■ Task requirements
Edit the rows in the stretch from "target: snow on mountain" through "177L257 169L261 169L261" by replacing "snow on mountain" with "mountain snow", and keep every other part the same.

[Data listing]
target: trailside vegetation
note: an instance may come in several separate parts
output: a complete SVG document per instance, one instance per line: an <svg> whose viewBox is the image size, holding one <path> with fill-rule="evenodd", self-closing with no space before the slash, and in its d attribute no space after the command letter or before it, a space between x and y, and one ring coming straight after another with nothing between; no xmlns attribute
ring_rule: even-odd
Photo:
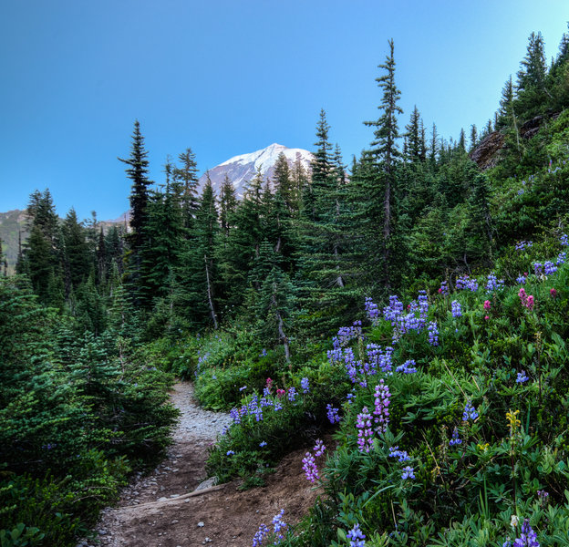
<svg viewBox="0 0 569 547"><path fill-rule="evenodd" d="M548 67L532 34L470 145L405 123L391 40L349 170L322 110L311 172L283 156L237 200L186 149L156 184L136 121L128 231L34 192L0 278L2 546L87 533L168 446L174 376L233 418L211 475L306 447L323 495L253 545L566 542L568 45Z"/></svg>

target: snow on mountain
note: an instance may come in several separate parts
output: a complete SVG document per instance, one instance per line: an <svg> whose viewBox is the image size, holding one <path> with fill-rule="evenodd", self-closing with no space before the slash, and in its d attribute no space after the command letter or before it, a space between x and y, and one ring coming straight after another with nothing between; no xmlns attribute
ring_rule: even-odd
<svg viewBox="0 0 569 547"><path fill-rule="evenodd" d="M254 177L257 169L261 169L261 173L265 180L270 181L273 178L274 164L281 153L284 154L290 168L298 160L306 172L310 172L310 161L313 159L313 155L309 151L303 149L289 149L282 144L274 143L265 149L251 152L250 154L234 156L210 170L208 172L212 180L213 191L216 195L219 195L225 175L227 175L233 183L237 197L243 198L244 186ZM206 175L203 174L200 178L200 189L203 187L205 181Z"/></svg>

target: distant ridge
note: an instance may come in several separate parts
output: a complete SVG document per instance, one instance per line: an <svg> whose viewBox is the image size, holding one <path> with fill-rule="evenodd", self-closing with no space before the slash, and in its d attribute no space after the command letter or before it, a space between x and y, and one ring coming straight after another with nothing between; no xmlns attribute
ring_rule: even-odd
<svg viewBox="0 0 569 547"><path fill-rule="evenodd" d="M261 168L261 173L265 180L272 179L274 164L281 153L284 154L289 167L292 168L295 162L299 160L306 172L310 172L310 162L314 158L311 152L303 149L290 149L282 144L274 143L265 149L249 154L234 156L209 170L208 173L212 180L213 191L219 195L225 175L227 175L233 183L237 197L243 198L245 184L253 180L258 168ZM200 189L203 188L205 181L206 173L200 177Z"/></svg>

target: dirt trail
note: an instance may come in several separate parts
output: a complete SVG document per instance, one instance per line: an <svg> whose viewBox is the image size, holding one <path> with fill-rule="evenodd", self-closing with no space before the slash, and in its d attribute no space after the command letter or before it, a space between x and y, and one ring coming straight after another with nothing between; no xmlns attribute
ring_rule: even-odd
<svg viewBox="0 0 569 547"><path fill-rule="evenodd" d="M286 456L265 487L241 491L241 481L203 483L208 448L231 419L200 408L192 396L191 384L174 387L171 400L181 418L168 457L126 488L116 508L103 511L98 542L78 547L248 547L259 525L270 525L281 509L294 523L313 504L318 492L305 479L304 450Z"/></svg>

■ Answer in full
target: mountain snow
note: an instance may come in several separate parts
output: a complete SVG document per instance, one instance per line: an <svg> whose viewBox is the image size, holding one <path> with fill-rule="evenodd", self-closing with no space before the slash, and in its d attribute no space after the command letter or before it, a space between x and y, and one ring coming straight after another with nothing between; no xmlns attribute
ring_rule: even-odd
<svg viewBox="0 0 569 547"><path fill-rule="evenodd" d="M254 177L257 169L261 169L261 173L265 180L270 181L273 178L274 164L281 153L284 154L290 168L298 160L306 172L310 172L310 161L313 159L313 155L309 151L303 149L289 149L282 144L274 143L265 149L251 152L250 154L234 156L210 170L208 172L212 180L213 191L216 195L219 195L225 175L227 175L233 183L237 197L243 198L244 186ZM206 175L203 174L200 178L200 189L203 187L205 181Z"/></svg>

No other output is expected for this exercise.